#### [Work to complete]
Reproduce the lines below without any change, starting with the line that contains "Batch job #47 — class: mosaic" and going on through the line that contains "392;349;508;427". Give only those lines.

#### [Records to use]
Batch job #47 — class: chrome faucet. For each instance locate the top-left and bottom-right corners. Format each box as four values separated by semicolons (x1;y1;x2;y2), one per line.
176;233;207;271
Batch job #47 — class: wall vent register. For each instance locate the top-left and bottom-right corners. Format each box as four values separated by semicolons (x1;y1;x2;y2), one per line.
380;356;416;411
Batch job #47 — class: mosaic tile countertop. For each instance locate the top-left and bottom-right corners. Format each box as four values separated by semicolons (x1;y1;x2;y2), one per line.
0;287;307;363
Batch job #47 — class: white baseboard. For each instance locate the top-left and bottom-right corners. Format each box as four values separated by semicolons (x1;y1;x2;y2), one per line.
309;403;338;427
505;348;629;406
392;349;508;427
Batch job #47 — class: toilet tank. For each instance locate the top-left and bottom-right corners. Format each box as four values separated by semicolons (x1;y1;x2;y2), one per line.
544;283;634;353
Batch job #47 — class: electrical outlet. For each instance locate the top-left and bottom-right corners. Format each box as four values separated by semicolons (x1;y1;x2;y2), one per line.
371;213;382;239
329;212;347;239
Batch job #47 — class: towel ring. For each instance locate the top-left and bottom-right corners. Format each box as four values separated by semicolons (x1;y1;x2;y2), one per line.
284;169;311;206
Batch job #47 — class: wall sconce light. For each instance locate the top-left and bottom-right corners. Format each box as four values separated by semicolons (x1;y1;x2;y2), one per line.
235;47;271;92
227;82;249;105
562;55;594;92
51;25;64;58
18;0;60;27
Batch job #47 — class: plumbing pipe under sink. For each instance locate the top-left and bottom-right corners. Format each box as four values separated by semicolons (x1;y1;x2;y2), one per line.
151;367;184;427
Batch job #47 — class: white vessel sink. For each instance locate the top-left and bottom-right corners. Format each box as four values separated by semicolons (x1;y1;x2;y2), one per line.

#### [Solved exercise]
Batch job #47 — class: mosaic tile countertop. For each instance locate the top-left and bottom-right corners. Format each box as four values separated by semicolons (x1;y1;x2;y2), one per line.
0;287;307;363
Batch job #47 — class: white baseboard. For each instance locate the top-left and bottom-right corners. Format each box as four values separated by semicolons (x1;y1;x2;y2), one per line.
309;403;338;427
505;348;629;406
392;349;508;427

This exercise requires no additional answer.